■ **THE TASK**
Rewrite everything from the line containing "Can you see the eroded" down to the line containing "pixel 93 286", changing "horizontal log barrier" to "fallen log barrier" and keeping all else the same. Return only those lines.

(Records from a dataset)

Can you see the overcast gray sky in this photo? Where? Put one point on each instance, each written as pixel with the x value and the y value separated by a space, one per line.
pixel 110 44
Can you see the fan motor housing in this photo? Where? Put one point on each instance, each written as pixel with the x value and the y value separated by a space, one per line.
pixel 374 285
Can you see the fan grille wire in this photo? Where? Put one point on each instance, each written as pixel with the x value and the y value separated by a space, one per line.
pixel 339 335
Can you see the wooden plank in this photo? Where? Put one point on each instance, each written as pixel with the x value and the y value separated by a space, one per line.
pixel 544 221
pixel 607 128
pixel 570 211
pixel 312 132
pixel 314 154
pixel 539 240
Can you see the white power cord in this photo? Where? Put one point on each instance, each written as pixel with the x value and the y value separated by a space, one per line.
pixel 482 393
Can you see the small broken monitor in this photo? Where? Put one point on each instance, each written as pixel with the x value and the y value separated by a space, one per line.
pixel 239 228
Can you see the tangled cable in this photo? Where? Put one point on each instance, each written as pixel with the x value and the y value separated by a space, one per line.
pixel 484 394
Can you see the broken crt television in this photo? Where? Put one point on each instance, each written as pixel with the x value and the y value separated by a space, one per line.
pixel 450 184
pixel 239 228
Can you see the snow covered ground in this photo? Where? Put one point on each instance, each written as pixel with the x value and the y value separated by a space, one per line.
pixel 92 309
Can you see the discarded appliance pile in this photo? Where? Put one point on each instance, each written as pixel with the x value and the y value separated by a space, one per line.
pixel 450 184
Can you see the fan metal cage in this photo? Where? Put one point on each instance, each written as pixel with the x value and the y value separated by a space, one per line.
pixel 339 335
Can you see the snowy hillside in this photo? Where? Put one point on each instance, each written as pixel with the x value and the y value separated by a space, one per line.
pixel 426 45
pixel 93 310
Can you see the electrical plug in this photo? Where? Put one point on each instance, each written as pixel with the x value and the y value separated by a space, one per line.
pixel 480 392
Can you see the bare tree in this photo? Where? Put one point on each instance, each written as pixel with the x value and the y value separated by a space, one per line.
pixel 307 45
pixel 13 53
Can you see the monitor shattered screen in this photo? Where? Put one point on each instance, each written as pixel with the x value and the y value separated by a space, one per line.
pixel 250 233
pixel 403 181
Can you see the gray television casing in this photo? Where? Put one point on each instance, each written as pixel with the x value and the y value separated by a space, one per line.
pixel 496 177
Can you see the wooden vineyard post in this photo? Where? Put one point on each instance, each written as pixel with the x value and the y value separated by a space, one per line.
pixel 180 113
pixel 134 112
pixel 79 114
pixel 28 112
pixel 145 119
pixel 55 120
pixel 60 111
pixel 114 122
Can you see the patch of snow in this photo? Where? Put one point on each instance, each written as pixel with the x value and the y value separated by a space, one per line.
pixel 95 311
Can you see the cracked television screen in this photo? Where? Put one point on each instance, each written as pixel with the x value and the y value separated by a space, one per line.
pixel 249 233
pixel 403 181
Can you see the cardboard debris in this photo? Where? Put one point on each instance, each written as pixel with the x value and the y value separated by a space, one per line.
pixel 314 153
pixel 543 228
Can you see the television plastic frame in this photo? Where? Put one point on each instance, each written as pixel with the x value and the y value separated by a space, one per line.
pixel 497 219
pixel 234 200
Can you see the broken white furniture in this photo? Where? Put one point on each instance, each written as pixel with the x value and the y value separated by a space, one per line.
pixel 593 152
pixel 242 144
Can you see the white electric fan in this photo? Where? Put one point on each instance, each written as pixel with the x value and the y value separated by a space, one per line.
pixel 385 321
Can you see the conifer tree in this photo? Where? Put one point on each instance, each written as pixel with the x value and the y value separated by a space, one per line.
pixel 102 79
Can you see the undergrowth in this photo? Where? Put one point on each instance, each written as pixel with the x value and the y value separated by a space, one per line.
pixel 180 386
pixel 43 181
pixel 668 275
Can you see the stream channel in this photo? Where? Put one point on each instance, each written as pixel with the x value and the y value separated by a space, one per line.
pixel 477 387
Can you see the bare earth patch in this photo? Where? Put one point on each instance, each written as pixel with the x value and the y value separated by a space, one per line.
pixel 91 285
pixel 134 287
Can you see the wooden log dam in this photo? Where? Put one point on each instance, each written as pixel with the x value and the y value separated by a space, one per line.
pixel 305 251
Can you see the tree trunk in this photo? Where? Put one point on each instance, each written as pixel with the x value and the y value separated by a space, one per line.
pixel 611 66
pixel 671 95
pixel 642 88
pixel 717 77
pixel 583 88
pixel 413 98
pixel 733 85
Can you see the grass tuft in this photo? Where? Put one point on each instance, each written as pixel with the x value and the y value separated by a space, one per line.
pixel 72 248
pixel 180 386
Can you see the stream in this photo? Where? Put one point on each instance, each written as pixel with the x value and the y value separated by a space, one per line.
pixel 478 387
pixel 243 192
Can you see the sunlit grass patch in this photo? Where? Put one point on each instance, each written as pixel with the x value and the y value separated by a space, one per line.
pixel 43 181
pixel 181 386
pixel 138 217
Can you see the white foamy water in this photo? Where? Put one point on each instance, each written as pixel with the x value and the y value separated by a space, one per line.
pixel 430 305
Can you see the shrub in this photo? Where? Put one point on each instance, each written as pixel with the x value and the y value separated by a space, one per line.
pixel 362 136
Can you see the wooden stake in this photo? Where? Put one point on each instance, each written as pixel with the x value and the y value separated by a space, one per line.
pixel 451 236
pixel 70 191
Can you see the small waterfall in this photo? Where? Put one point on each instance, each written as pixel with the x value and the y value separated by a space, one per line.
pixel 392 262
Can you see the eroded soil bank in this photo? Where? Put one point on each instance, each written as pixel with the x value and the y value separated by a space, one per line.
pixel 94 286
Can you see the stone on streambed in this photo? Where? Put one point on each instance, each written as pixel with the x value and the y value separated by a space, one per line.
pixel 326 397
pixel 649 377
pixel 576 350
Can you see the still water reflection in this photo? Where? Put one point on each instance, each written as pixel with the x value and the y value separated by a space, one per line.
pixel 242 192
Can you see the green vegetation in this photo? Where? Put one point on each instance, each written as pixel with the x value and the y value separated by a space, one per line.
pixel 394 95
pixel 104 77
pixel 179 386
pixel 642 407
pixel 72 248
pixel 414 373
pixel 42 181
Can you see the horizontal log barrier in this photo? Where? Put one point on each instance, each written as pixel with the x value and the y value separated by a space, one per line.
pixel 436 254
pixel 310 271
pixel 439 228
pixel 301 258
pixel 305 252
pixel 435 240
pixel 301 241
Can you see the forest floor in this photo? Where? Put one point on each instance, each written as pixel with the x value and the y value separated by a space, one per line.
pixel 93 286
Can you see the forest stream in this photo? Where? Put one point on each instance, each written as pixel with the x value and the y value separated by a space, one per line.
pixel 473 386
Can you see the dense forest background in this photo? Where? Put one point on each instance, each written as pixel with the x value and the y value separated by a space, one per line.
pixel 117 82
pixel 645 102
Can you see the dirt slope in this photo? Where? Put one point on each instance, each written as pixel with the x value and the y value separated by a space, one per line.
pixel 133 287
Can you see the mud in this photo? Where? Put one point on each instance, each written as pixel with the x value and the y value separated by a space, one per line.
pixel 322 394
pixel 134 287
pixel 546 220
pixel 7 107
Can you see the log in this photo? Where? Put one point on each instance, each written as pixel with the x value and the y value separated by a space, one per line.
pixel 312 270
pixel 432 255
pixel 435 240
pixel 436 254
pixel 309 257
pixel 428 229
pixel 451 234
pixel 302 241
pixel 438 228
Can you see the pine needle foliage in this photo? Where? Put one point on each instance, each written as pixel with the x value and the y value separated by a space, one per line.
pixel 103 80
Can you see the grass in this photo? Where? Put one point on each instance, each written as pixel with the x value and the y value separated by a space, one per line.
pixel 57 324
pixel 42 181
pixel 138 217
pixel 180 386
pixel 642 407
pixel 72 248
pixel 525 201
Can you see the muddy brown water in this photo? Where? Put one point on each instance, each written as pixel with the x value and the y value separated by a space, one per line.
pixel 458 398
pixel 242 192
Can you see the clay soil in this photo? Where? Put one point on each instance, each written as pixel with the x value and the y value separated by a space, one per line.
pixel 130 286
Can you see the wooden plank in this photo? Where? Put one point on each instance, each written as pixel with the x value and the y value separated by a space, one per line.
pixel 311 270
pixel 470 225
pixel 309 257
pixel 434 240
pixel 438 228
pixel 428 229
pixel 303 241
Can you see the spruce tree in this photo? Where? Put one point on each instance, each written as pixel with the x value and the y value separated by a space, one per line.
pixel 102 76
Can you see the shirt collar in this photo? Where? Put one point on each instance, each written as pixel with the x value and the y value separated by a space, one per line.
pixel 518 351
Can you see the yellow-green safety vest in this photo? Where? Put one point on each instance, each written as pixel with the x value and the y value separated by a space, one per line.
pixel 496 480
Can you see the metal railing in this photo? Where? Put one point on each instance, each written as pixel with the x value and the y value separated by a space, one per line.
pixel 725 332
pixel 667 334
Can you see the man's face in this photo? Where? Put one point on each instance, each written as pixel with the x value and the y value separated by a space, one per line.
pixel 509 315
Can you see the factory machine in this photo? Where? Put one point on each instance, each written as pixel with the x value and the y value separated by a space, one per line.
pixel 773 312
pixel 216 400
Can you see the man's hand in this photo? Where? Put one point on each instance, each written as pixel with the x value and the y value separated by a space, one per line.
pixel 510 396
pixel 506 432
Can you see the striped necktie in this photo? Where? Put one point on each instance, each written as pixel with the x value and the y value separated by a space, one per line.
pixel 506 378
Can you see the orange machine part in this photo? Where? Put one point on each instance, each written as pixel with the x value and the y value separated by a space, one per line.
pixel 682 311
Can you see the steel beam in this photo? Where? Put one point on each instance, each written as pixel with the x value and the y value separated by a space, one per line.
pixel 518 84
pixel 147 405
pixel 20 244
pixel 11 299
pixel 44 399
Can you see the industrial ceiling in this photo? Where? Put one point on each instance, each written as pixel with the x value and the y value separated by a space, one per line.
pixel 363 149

■ **ANSWER TO THIS TASK**
Can you see the eroded soil bank in this photo? Where? Put one point on each instance, each written as pixel with the x value and the y value separated by a space, one per line.
pixel 94 286
Can you see the stone on streambed in this photo? Where? Put one point on each instance, each written as pixel with the x value and the y value separated by a space, one per line.
pixel 326 397
pixel 649 377
pixel 576 350
Can you see the still water reflection in this photo? Where? Put one point on each instance, each written as pixel with the x value and the y value separated by a space, one per line.
pixel 242 192
Can you see the green vegetation in this photo? Where? Put one point on each instance, each written as pixel with the x value and the y value separated by a space, one per line.
pixel 394 95
pixel 104 77
pixel 179 386
pixel 642 407
pixel 72 248
pixel 414 373
pixel 42 181
Can you see the fallen log barrier in this photo? Where? Put one point on each instance, each written as pixel with the x value and the y value separated by a space, one per line.
pixel 436 254
pixel 310 271
pixel 439 228
pixel 301 258
pixel 305 252
pixel 435 240
pixel 301 241
Can you see the forest floor in this photo? Where? Put one point on each instance, each written as pixel with the x value and the y value separated by a space, one per line.
pixel 93 286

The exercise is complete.